* Enunciado *
Reescribe como lista numerada las entradas desde su primera línea hasta la línea que contiene "15 45 L 7 45", ambas incluidas. Omite las líneas en blanco.

* Entradas proporcionadas *
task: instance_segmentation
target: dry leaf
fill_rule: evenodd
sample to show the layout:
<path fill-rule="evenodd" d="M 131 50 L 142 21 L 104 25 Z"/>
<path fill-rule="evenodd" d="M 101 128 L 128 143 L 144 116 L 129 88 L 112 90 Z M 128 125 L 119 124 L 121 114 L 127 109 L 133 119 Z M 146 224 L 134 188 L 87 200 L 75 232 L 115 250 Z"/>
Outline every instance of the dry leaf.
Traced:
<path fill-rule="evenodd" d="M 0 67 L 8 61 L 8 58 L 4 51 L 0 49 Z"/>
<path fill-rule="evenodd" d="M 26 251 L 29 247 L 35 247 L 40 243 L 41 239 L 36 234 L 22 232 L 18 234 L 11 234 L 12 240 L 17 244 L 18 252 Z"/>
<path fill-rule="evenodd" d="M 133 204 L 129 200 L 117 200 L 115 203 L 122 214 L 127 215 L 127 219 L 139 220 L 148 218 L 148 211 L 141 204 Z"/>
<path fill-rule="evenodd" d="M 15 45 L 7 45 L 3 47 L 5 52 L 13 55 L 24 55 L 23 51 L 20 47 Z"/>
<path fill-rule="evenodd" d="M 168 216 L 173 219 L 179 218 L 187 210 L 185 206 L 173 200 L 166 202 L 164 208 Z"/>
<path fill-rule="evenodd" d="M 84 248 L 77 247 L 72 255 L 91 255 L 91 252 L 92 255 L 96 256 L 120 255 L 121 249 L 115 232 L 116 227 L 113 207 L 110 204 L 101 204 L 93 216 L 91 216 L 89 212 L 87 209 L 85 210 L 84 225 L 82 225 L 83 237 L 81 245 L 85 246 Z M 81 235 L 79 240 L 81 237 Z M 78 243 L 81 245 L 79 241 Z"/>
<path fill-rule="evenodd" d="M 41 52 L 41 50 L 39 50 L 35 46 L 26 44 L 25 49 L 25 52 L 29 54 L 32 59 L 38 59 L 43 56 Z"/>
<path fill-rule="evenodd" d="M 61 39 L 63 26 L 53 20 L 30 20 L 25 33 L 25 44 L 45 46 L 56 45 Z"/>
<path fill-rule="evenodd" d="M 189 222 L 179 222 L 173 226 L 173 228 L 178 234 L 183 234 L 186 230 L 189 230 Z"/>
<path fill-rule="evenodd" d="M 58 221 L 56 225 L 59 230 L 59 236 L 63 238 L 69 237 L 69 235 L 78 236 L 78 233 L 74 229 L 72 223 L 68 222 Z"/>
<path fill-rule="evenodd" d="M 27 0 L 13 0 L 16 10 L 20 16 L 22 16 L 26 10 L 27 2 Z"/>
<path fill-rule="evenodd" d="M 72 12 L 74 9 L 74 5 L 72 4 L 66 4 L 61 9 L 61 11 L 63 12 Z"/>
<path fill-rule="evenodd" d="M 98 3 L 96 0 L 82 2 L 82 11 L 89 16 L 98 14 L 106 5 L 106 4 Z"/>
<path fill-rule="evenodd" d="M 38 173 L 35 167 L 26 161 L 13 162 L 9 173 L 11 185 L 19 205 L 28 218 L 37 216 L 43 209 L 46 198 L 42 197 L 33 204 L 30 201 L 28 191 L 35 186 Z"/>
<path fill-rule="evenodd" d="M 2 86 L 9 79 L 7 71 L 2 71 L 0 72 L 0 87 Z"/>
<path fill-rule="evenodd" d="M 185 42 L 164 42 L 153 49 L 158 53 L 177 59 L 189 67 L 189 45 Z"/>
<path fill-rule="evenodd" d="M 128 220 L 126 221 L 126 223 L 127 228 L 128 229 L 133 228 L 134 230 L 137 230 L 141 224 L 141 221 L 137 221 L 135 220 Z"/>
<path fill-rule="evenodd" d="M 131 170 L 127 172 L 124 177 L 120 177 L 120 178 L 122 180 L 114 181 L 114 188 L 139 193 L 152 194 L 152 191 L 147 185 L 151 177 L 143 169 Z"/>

* Respuesta *
1. task: instance_segmentation
2. target: dry leaf
3. fill_rule: evenodd
4. sample to show the layout:
5. <path fill-rule="evenodd" d="M 131 50 L 142 21 L 104 25 Z"/>
6. <path fill-rule="evenodd" d="M 101 128 L 128 143 L 144 116 L 129 88 L 112 90 Z M 128 125 L 119 124 L 121 114 L 127 109 L 133 119 Z M 146 224 L 134 188 L 87 200 L 75 232 L 115 250 Z"/>
7. Outline every instance of the dry leaf.
8. Traced:
9. <path fill-rule="evenodd" d="M 0 67 L 8 61 L 8 58 L 4 51 L 0 49 Z"/>
10. <path fill-rule="evenodd" d="M 26 251 L 29 247 L 35 247 L 40 243 L 41 239 L 36 234 L 22 232 L 18 234 L 11 234 L 12 240 L 17 244 L 18 252 Z"/>
11. <path fill-rule="evenodd" d="M 133 204 L 129 200 L 117 200 L 115 203 L 122 214 L 127 215 L 127 219 L 139 220 L 148 218 L 148 211 L 141 204 Z"/>
12. <path fill-rule="evenodd" d="M 15 45 L 7 45 L 3 47 L 5 52 L 13 55 L 24 55 L 23 51 L 20 47 Z"/>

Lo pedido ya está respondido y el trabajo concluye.